BEGIN EXCERPT PROVIDED

In The Pentagon’s Brain, Annie Jacobsen takes us inside the Defense Advanced Research Projects Agency, better known as DARPA. Based in a non-descript building in Arlington, Virginia, and with an annual budget of around $3 billion, DARPA is responsible for cutting edge research and development projects for the Department of Defense.
The book begins by explaining the rationale that lead to DARPA’s establishment (as "ARPA") in 1958. Concerned by Soviet nuclear weapons research and space exploration—especially the surprise Soviet launch of Sputnik in 1957—President Eisenhower decided that the United States needed a means of retaining its qualitative technological edge. As often is the case with cutting edge technologies, DARPA’s new tools were sometimes so advanced that they caused problems as well as offering solutions. We read of a 1960 incident in which a U.S. long-range missile tracking system alerted its operators to an imminent "thousand-strong Soviet ICBM attack". In fact, the tracking system "had spotted the moon nearly a quarter of a million miles distant"! Fortunately, the military site commander intervened, preventing U.S. nuclear retaliation.
Vietnam shaped DARPA’s interest in psychological research, guerilla warfare—and jungle defoliation, a signal case in which the effects of the agency’s research led to unintended and hugely negative consequences. Luckily for the agency’s reputation, the Internet proved to be almost completely the opposite case. Designed to facilitate command and control and information sharing, the concept and early technology for what became the web was DARPA’s greatest legacy.
In the last decade and a half of war, the agency has been challenged to develop countermeasures and detection programs to address the threat of chemical and biological attacks. These later chapters are the most interesting part of The Pentagon’s Brain, as we learn how DARPA has worked in the shadows to develop capabilities against insurgents and terrorists. We learn about the covert surveillance systems that DARPA developed to monitor insurgent networks in Iraq. We learn of the new technologies designed to "smell out" the chemical signature of a bomb from over two miles away. We hear about the vast effort that has gone into countering IEDs, and how how tiny ‘insect’ like drones have been developed to autonomously monitor, track, and perhaps attack US adversaries.
For those who are concerned about the potential that the Machines might one day take over, news of DARPA’s current initiatives will be distressing, as Jacobsen provides information about the agency’s highly-classified efforts to control human behavior and integrate robotics technology with human beings.
Early in the book Jacobsen quotes one of the agency’s founders: "Everyone was excited, full of ideas, and very patriotic." Jacobsen’s research reveals plenty of mistakes, some of them grievous, but little to undermine that early assessment.

END EXCERPT PROVIDED
BEGIN DATA LISTING

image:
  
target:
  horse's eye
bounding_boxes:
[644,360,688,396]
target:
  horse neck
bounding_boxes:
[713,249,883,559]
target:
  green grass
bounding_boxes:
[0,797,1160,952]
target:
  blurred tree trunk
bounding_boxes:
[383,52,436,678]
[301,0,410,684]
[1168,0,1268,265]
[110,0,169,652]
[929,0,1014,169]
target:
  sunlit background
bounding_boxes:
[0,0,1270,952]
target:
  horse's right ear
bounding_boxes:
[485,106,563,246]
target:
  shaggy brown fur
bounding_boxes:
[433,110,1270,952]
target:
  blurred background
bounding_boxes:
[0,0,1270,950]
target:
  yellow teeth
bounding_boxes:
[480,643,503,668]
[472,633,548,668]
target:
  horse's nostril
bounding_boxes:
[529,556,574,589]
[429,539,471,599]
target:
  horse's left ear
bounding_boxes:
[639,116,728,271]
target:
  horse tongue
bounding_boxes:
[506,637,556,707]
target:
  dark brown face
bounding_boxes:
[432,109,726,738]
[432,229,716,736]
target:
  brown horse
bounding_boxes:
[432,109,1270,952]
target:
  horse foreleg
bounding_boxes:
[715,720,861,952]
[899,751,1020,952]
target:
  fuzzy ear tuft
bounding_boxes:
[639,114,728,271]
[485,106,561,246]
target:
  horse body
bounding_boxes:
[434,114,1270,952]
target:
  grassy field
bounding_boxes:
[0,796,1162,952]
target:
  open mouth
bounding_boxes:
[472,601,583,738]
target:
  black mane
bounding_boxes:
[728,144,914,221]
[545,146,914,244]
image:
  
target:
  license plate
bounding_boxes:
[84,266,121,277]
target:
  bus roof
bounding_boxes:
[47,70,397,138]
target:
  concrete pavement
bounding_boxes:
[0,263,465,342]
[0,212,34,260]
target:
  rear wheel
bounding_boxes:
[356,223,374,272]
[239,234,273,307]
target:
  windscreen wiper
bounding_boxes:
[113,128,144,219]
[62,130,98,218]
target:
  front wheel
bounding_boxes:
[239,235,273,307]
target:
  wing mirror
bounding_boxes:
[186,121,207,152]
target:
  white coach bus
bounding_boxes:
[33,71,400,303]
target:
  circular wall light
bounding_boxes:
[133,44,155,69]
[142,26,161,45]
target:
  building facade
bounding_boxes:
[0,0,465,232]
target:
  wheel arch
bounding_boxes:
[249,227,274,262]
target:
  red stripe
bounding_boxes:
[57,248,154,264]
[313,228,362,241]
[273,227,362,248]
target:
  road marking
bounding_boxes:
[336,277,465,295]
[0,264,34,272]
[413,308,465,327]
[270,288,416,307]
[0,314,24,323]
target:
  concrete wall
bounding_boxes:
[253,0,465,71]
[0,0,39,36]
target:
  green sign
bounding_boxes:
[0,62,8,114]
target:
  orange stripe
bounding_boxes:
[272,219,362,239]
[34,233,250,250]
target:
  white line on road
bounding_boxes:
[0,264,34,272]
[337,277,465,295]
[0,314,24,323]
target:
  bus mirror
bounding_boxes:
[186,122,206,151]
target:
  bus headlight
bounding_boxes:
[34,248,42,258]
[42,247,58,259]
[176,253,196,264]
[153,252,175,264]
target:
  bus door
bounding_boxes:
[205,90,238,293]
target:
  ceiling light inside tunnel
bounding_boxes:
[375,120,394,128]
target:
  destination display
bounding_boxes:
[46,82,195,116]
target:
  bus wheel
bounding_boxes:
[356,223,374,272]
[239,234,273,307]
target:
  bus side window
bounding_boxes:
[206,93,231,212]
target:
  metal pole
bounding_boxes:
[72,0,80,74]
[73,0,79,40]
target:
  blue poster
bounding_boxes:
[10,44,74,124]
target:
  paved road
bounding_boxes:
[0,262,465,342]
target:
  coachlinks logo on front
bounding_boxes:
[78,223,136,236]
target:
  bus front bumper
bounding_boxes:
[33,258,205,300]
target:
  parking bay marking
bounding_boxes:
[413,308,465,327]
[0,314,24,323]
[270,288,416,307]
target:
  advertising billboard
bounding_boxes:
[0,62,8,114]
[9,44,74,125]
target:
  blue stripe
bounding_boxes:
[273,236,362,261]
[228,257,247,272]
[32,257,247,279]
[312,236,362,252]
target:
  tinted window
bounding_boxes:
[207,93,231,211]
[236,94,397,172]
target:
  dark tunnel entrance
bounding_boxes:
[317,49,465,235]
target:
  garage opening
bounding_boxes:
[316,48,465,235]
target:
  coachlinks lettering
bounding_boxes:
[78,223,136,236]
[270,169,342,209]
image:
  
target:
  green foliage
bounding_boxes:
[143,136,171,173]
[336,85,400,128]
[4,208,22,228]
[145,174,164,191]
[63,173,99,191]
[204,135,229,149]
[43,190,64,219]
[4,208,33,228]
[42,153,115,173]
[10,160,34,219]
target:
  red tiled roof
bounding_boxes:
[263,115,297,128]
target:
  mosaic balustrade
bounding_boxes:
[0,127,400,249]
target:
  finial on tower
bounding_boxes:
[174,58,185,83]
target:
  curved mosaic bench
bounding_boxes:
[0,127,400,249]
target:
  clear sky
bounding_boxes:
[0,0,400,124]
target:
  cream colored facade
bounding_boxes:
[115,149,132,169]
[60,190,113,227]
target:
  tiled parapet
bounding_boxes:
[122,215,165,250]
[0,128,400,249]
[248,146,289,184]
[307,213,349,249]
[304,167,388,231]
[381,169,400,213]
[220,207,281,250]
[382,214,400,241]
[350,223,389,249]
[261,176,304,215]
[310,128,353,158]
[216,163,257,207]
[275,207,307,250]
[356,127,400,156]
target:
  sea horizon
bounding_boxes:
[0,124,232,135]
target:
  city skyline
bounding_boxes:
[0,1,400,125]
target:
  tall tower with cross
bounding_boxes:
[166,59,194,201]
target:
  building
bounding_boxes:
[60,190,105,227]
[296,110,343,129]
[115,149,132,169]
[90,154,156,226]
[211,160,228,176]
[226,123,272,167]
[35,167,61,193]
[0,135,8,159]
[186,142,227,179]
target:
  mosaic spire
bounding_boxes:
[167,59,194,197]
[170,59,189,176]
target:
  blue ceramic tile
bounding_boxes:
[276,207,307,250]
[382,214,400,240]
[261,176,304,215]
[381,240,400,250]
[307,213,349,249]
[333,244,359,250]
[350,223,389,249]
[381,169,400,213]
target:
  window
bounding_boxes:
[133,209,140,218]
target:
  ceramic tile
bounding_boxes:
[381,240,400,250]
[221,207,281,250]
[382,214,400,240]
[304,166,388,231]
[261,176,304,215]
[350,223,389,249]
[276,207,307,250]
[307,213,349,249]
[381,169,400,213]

END DATA LISTING

■ ACTIONS TO TAKE
• a. Transcribe the stretch of the book review from "Vietnam shaped DARPA’s" through "DARPA’s greatest legacy.".
• b. According to the book review, in what year was DARPA established under the name "ARPA"?
• c. List the areas of DARPA's interest that, according to the book review, were shaped by Vietnam.

■ TASK-BY-TASK SOLUTIONS
• a.
Vietnam shaped DARPA’s interest in psychological research, guerilla warfare—and jungle defoliation, a signal case in which the effects of the agency’s research led to unintended and hugely negative consequences. Luckily for the agency’s reputation, the Internet proved to be almost completely the opposite case. Designed to facilitate command and control and information sharing, the concept and early technology for what became the web was DARPA’s greatest legacy.

• b. 1958

• c. Psychological research, guerilla warfare, and jungle defoliation